■ **Given request**
Give the lines of the entries below as a JSON list of strings, one string per line and no blank lines, starting with the line that contains "Audit check: the bus tire" and going on through the last line of the entries.

■ **Detection examples**
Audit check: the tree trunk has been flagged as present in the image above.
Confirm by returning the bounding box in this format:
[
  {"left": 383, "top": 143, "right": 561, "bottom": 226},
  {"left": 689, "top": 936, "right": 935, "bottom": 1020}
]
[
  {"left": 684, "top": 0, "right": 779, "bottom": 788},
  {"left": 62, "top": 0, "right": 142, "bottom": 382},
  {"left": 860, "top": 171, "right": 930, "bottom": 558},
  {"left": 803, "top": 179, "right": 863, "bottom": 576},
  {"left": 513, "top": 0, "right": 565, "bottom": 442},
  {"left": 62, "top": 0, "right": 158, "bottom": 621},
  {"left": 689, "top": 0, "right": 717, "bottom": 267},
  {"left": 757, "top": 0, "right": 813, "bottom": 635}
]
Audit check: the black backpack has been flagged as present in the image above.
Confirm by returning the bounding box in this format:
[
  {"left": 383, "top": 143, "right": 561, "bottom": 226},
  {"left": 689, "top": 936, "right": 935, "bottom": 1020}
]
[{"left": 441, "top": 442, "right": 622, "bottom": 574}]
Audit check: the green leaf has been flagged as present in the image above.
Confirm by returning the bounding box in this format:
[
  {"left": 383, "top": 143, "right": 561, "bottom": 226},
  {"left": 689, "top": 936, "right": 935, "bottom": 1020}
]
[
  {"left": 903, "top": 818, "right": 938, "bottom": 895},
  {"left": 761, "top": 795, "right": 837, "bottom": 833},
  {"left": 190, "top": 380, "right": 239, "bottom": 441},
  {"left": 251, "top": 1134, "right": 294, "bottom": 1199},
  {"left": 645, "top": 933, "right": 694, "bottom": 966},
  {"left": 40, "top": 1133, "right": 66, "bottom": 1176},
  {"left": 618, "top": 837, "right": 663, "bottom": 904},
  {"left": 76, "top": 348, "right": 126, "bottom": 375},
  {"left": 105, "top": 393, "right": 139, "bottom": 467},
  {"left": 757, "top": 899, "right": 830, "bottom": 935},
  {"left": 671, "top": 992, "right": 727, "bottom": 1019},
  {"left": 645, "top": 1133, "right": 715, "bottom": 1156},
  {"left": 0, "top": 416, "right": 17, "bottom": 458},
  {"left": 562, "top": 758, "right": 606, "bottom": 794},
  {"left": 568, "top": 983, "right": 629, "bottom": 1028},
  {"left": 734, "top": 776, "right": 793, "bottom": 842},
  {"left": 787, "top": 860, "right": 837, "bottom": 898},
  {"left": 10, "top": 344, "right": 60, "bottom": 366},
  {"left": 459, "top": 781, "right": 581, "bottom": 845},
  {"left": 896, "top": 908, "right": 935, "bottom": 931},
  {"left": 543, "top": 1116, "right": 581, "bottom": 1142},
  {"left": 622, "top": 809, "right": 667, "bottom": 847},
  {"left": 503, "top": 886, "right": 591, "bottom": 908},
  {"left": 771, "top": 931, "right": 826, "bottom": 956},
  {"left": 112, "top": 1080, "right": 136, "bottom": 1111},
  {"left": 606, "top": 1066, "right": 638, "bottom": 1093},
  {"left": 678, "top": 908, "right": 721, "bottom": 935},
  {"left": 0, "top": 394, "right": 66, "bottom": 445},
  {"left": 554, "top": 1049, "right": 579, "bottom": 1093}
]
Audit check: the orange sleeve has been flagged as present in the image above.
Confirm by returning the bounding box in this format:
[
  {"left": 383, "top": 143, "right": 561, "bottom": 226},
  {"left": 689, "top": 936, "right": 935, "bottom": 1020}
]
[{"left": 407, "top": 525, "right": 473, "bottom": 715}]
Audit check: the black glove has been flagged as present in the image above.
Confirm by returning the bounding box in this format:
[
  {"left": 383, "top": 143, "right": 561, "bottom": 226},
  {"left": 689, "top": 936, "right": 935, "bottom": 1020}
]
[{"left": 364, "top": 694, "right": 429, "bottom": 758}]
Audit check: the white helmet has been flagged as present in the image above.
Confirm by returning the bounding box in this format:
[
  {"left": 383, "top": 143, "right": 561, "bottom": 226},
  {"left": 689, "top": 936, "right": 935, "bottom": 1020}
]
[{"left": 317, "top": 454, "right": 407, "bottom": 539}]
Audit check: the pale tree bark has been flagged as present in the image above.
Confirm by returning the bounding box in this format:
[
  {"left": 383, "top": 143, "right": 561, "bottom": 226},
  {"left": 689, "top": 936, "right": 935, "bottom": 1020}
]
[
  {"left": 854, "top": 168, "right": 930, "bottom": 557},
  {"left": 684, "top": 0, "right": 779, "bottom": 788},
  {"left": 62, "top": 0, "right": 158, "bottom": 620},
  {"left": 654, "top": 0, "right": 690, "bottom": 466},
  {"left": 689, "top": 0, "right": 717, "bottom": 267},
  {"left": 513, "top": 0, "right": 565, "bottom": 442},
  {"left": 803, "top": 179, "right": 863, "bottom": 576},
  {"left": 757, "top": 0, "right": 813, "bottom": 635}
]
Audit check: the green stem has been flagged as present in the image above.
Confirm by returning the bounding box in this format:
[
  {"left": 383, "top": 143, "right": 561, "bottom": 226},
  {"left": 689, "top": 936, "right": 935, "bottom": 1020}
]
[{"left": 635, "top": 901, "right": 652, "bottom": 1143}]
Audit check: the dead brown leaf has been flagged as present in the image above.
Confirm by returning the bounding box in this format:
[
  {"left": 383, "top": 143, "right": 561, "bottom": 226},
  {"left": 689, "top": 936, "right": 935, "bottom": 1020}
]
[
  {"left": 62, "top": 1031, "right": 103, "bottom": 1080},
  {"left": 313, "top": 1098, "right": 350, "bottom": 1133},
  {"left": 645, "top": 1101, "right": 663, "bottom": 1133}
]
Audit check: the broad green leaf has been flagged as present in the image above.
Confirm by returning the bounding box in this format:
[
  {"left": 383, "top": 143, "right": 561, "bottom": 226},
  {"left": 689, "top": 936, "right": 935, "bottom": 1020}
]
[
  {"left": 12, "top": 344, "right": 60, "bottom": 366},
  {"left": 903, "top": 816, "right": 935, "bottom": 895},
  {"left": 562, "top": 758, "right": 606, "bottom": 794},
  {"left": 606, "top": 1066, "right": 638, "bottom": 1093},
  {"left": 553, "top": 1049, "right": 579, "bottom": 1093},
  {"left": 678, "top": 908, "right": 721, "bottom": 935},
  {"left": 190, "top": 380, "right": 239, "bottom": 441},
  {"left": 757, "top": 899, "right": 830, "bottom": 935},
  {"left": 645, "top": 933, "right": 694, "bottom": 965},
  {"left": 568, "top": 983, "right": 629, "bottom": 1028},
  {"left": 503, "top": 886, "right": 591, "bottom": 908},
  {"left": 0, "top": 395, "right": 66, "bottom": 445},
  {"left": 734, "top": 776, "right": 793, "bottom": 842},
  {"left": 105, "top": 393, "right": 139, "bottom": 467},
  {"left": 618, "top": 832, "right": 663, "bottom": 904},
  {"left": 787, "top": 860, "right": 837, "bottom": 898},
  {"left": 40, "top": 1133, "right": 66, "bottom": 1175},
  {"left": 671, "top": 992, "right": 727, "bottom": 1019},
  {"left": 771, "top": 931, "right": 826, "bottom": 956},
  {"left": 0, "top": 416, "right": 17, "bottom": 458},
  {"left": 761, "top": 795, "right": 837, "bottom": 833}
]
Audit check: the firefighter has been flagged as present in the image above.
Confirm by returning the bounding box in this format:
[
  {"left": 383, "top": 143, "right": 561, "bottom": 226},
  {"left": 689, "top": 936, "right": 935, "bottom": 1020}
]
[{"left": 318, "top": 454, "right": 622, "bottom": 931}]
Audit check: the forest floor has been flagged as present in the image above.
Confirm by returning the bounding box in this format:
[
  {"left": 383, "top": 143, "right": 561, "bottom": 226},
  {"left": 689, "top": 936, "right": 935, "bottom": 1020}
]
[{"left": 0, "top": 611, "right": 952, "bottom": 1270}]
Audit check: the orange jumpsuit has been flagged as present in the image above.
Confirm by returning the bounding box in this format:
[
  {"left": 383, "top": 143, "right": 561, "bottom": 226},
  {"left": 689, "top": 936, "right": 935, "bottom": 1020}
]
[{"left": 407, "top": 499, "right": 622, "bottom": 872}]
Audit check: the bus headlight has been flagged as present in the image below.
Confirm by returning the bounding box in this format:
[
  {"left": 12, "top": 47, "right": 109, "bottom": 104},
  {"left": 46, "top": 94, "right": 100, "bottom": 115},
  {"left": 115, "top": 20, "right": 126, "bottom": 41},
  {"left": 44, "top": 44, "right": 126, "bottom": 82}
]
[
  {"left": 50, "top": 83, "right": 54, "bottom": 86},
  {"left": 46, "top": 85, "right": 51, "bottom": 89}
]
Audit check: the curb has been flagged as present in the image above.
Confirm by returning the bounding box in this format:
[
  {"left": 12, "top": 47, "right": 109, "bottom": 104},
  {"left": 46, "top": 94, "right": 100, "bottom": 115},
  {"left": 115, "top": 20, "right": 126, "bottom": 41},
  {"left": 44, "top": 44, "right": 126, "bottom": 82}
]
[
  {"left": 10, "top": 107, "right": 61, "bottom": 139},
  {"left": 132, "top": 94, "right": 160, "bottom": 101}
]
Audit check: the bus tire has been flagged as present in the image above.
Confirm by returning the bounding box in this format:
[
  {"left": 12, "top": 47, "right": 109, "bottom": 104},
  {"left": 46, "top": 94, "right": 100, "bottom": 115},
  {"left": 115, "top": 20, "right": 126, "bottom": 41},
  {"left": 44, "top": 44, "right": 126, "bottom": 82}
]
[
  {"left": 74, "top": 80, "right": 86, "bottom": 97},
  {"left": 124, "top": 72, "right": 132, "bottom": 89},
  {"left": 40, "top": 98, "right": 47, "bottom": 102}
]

■ **Result of the task**
[
  "Audit check: the bus tire has been flagged as present in the image above.",
  "Confirm by returning the bounding box in this format:",
  "[",
  "  {\"left\": 12, \"top\": 47, \"right\": 109, \"bottom\": 104},",
  "  {\"left\": 46, \"top\": 94, \"right\": 100, \"bottom\": 115},",
  "  {\"left\": 115, \"top\": 20, \"right\": 126, \"bottom\": 41},",
  "  {\"left\": 44, \"top\": 44, \"right\": 126, \"bottom\": 82}",
  "]",
  "[",
  "  {\"left\": 74, \"top\": 80, \"right\": 86, \"bottom\": 97},",
  "  {\"left\": 124, \"top\": 72, \"right\": 132, \"bottom\": 89},",
  "  {\"left\": 40, \"top\": 98, \"right\": 47, \"bottom\": 102}",
  "]"
]